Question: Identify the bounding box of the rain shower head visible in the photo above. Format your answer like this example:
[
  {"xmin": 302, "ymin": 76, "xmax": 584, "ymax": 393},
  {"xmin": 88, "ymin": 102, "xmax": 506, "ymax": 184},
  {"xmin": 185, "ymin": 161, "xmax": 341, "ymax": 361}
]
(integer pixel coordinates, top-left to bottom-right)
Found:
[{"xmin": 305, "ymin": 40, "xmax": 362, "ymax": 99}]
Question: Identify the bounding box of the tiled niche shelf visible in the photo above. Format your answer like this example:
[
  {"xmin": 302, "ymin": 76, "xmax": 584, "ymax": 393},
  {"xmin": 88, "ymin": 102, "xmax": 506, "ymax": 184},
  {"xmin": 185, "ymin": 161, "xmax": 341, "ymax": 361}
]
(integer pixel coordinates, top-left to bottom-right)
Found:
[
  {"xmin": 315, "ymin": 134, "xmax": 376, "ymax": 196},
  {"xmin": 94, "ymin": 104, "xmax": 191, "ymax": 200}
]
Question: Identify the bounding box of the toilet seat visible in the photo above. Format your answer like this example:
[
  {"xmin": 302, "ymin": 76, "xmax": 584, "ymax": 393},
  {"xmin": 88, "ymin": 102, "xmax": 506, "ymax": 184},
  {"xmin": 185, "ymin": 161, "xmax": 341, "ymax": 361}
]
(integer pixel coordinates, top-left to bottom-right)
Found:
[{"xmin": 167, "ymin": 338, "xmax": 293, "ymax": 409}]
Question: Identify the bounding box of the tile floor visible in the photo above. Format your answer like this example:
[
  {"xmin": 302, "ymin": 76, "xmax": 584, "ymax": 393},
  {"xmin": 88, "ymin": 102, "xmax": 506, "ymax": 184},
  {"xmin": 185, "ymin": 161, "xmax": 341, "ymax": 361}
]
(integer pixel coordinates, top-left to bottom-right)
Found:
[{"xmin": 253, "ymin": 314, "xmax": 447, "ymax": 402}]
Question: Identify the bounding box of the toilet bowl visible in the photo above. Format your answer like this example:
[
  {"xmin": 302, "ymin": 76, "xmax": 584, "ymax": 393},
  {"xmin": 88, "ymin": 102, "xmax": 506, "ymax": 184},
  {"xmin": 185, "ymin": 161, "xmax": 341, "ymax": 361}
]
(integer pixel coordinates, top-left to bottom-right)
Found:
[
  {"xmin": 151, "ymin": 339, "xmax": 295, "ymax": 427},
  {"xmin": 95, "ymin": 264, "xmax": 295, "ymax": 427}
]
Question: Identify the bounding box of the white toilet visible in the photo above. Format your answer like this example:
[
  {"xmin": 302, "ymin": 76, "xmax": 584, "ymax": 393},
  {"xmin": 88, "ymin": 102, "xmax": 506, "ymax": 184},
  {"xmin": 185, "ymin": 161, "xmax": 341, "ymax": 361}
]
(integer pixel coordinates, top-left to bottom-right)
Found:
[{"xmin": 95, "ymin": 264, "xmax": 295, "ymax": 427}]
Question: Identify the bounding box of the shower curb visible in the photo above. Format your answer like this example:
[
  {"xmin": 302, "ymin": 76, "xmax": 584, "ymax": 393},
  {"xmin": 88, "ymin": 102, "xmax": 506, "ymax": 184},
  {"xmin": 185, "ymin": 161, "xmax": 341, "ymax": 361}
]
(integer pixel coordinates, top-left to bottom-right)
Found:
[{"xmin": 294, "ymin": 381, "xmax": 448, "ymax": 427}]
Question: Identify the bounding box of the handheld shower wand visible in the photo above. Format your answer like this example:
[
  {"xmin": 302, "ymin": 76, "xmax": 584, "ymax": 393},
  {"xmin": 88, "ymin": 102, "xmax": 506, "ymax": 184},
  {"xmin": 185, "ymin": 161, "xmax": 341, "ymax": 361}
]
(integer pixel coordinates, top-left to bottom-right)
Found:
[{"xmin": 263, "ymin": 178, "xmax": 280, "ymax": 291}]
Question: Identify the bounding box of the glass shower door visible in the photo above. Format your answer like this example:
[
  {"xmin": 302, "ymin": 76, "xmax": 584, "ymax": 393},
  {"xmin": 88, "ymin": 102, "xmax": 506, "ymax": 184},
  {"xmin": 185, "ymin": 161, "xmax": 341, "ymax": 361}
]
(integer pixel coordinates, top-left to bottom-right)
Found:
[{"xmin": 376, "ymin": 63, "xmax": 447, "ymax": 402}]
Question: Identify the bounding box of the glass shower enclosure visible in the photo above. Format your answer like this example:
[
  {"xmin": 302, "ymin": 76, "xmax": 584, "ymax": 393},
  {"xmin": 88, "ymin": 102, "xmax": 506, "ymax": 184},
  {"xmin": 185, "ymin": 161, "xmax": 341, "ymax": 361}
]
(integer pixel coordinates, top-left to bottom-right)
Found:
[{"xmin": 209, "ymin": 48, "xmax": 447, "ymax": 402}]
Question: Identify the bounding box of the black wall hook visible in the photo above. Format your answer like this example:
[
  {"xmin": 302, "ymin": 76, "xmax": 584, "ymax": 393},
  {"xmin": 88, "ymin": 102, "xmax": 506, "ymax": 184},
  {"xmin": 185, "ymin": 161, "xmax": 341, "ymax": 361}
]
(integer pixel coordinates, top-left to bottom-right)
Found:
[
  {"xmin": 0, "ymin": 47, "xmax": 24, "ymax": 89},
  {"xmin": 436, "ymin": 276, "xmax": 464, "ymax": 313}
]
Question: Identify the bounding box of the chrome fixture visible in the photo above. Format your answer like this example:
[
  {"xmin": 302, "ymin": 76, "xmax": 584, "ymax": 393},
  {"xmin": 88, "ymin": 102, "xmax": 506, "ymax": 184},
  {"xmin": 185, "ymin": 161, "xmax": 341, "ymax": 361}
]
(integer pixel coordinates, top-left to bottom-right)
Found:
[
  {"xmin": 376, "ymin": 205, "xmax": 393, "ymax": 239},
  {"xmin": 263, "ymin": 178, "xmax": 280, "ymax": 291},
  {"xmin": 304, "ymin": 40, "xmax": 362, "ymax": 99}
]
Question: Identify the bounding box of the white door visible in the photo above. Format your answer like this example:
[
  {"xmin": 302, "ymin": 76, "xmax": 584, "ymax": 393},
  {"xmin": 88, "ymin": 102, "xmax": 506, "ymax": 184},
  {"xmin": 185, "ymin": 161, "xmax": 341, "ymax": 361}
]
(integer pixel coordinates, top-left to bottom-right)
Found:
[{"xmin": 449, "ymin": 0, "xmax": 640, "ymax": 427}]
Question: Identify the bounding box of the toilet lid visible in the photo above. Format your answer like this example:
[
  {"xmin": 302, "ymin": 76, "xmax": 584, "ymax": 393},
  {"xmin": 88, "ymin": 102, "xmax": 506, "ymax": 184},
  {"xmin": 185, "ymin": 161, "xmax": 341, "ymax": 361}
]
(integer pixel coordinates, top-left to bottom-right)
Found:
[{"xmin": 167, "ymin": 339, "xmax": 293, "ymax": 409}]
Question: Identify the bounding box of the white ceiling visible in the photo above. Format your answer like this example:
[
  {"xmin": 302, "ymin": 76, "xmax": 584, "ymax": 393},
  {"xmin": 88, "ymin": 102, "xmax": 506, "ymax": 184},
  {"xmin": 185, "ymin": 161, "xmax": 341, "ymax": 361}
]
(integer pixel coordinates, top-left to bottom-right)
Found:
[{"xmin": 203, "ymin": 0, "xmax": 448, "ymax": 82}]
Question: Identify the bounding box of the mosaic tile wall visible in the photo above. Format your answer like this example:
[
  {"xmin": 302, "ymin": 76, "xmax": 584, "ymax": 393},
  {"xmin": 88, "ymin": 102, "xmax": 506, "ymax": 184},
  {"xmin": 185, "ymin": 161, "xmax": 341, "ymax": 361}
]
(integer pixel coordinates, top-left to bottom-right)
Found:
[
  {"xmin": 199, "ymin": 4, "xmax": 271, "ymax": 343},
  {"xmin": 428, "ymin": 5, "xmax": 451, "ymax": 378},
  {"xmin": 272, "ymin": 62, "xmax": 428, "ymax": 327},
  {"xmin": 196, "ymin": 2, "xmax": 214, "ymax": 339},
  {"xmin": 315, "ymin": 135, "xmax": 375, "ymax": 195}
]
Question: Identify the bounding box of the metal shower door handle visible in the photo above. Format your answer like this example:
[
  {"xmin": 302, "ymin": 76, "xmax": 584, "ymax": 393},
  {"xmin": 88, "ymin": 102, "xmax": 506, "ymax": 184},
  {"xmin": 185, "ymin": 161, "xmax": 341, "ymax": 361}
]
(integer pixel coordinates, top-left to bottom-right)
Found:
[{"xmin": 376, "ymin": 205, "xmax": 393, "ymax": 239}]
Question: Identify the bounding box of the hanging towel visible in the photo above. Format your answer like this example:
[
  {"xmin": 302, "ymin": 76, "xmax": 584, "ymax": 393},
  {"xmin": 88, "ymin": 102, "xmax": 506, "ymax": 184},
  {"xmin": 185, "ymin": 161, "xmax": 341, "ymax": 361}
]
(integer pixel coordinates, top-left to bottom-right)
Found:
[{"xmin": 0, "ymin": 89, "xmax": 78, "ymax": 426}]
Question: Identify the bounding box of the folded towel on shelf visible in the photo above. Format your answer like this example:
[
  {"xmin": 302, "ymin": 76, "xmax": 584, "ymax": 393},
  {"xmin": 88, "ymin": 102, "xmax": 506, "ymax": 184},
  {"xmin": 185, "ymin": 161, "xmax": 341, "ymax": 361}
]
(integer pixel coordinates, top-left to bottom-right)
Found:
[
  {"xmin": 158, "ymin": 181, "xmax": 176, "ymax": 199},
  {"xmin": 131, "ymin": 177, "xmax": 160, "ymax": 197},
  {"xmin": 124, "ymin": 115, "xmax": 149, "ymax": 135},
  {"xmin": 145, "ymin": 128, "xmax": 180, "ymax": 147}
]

* GIVEN PROBLEM
Count the lines of the material above that contain the string "toilet", with uppercase and lowercase letters treated as different. Give only the number.

* WRITTEN ANSWER
4